WORK TO BE COMPLETED – Across the entries that follow, how many lines have the word "vanity" in them? Give only the number.
--- PROVIDED DATA Enclosed Below ---
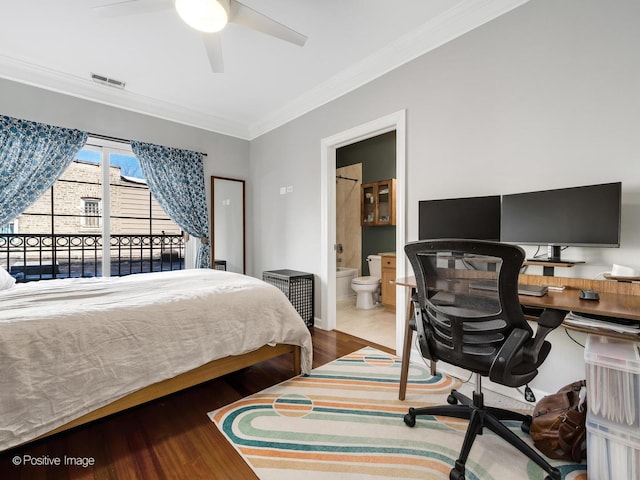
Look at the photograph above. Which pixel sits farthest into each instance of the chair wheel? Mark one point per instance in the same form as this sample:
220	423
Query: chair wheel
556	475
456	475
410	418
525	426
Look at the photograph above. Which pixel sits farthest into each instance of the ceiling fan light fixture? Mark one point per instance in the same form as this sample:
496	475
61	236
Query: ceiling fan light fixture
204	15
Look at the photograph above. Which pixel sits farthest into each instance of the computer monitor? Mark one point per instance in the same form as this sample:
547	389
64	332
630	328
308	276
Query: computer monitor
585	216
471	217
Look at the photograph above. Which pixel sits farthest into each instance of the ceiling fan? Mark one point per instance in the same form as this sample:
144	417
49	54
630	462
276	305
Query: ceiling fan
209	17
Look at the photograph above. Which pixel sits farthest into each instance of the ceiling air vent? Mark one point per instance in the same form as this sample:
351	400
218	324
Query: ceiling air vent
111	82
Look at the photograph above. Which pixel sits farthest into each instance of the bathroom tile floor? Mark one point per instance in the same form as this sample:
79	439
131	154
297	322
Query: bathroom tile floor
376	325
--- End of Enclosed PROVIDED DATA ---
--- PROVIDED DATA Enclosed Below ---
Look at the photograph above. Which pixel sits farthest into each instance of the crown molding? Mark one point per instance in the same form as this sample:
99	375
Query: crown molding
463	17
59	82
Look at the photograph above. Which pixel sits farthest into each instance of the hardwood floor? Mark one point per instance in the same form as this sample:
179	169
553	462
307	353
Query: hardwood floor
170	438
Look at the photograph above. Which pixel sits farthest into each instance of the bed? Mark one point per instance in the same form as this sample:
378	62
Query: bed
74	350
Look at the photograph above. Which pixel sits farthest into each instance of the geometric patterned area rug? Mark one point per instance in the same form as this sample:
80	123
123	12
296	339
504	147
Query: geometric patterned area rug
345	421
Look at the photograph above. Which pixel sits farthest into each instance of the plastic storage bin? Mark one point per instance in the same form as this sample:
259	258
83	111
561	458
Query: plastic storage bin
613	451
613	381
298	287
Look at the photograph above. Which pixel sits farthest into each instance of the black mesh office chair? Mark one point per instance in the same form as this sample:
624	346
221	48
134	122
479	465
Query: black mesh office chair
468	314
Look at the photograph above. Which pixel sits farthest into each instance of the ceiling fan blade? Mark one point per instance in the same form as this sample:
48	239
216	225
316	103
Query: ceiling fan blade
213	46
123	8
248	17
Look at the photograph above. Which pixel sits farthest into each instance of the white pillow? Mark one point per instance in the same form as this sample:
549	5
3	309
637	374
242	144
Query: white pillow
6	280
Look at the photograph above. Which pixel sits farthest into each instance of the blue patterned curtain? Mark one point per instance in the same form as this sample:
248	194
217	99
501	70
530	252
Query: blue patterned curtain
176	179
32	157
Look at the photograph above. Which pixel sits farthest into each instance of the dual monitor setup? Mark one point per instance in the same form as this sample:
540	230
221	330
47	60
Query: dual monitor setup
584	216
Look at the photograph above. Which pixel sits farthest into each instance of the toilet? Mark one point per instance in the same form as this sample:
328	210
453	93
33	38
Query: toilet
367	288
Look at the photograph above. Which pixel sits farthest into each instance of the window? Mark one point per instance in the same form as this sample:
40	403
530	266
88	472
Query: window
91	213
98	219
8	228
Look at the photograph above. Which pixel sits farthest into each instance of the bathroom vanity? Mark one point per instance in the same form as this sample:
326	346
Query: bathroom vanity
--- End of Enclosed PROVIDED DATA ---
EXERCISE RESULT – 2